Task statement
Write out everything in the listing from the line containing "Could you provide the mask of every instance of the door" down to the line containing "707 473 L 616", both of those lines included. Leave the pictures out of your answer.

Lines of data
__________

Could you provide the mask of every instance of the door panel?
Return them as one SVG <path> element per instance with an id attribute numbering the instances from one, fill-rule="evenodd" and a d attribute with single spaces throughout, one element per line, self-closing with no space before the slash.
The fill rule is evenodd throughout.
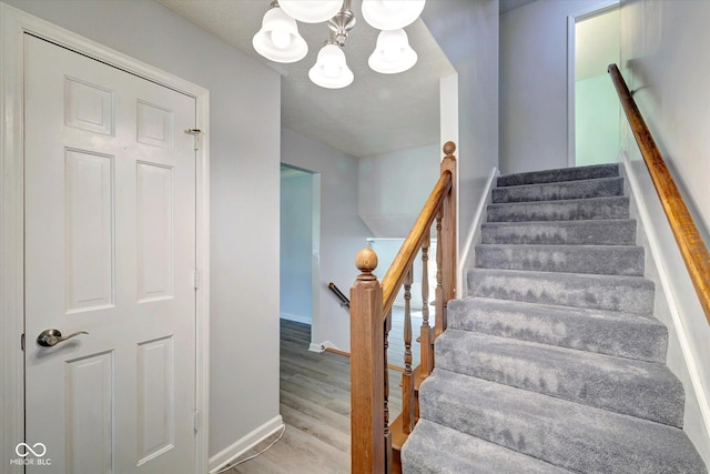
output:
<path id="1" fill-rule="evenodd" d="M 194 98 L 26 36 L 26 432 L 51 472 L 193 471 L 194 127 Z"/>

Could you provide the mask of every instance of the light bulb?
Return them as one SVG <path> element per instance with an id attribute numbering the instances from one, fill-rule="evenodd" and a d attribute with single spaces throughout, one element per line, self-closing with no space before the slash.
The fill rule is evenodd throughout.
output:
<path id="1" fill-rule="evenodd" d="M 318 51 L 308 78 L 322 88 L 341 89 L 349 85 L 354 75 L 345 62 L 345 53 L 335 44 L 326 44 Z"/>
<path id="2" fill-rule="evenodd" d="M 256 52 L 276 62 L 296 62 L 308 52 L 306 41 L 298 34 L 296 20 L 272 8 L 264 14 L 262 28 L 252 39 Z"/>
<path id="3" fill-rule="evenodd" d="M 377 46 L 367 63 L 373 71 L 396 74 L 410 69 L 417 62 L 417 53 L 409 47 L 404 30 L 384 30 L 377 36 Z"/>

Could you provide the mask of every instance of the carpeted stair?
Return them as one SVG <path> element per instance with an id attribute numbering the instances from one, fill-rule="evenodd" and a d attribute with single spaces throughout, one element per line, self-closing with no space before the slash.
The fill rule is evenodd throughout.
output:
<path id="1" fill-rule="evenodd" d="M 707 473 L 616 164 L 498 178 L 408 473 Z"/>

__________

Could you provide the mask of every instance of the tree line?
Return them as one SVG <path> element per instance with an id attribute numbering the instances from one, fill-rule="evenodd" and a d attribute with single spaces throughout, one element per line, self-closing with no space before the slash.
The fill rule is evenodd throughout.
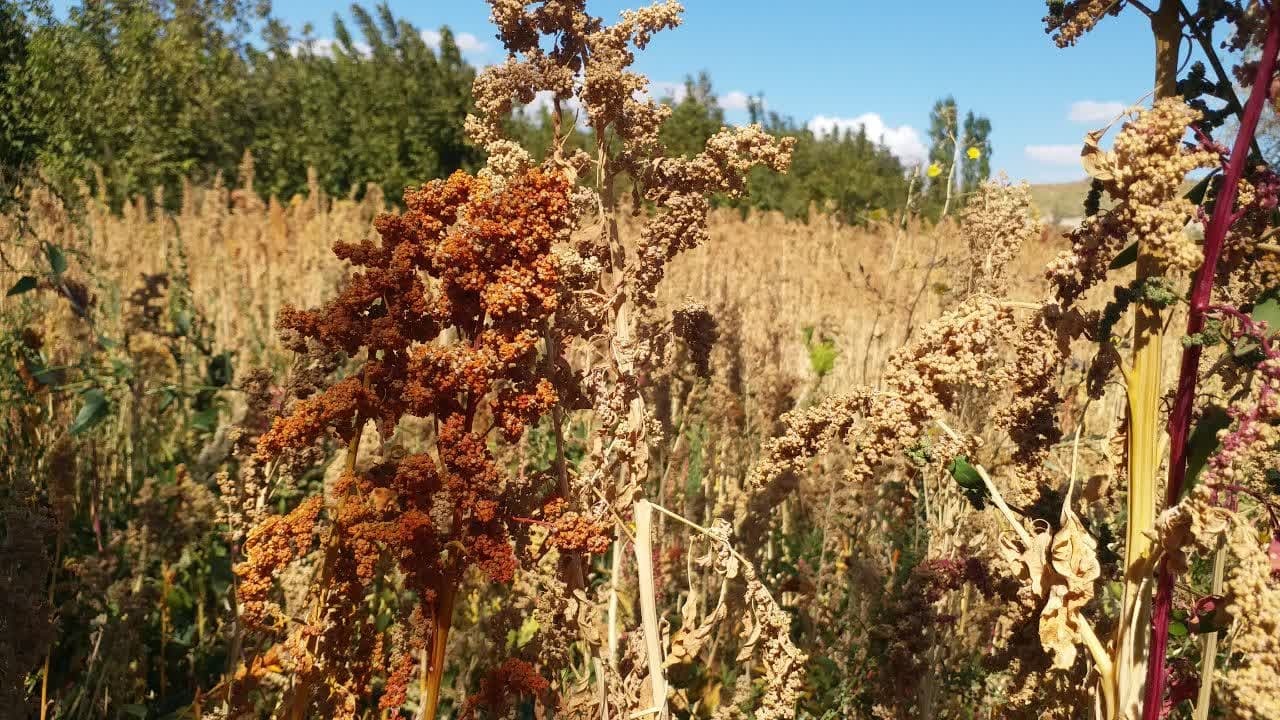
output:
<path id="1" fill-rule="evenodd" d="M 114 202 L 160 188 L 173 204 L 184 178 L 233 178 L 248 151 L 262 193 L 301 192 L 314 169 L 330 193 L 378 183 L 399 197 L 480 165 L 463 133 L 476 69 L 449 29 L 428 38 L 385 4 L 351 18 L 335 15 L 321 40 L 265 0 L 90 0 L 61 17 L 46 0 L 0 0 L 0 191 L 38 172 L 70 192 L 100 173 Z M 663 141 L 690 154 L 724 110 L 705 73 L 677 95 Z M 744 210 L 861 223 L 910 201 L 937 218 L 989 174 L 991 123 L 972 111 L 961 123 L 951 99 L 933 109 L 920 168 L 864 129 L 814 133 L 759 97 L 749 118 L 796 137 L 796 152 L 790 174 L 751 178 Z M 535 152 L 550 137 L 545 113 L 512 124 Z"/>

__________

Result of the task
Could you provide the mask of every instance of the door panel?
Return them as one SVG <path> element per instance with an id attribute numbering the instances from one, fill-rule="evenodd" and a d attribute with single spaces throughout, one element per line, self-closing with no space before the slash.
The fill rule is evenodd throughout.
output:
<path id="1" fill-rule="evenodd" d="M 194 98 L 26 36 L 26 432 L 51 472 L 193 471 L 194 127 Z"/>

Could you provide the mask of every instance of the light bulb?
Return them as one SVG <path> element per instance with an id attribute numbering the instances from one, fill-rule="evenodd" and a d attribute with single spaces throughout, one element per line, self-closing with no space before the slash.
The fill rule is evenodd throughout.
output:
<path id="1" fill-rule="evenodd" d="M 318 51 L 308 78 L 322 88 L 341 89 L 349 85 L 354 75 L 345 62 L 345 53 L 335 44 L 326 44 Z"/>
<path id="2" fill-rule="evenodd" d="M 256 52 L 276 62 L 296 62 L 308 52 L 306 41 L 298 34 L 296 20 L 272 8 L 264 14 L 262 28 L 252 39 Z"/>
<path id="3" fill-rule="evenodd" d="M 377 46 L 367 63 L 373 71 L 396 74 L 410 69 L 417 62 L 417 53 L 409 47 L 404 30 L 384 30 L 377 36 Z"/>

Could you provide the mask of every instance of the carpeted stair?
Return them as one SVG <path> element per instance with an id attribute numbering the instances from one, fill-rule="evenodd" and a d attribute with single spaces throughout, one element per line, self-closing with no space before the slash.
The fill rule is evenodd throughout.
output:
<path id="1" fill-rule="evenodd" d="M 707 473 L 616 164 L 498 178 L 408 473 Z"/>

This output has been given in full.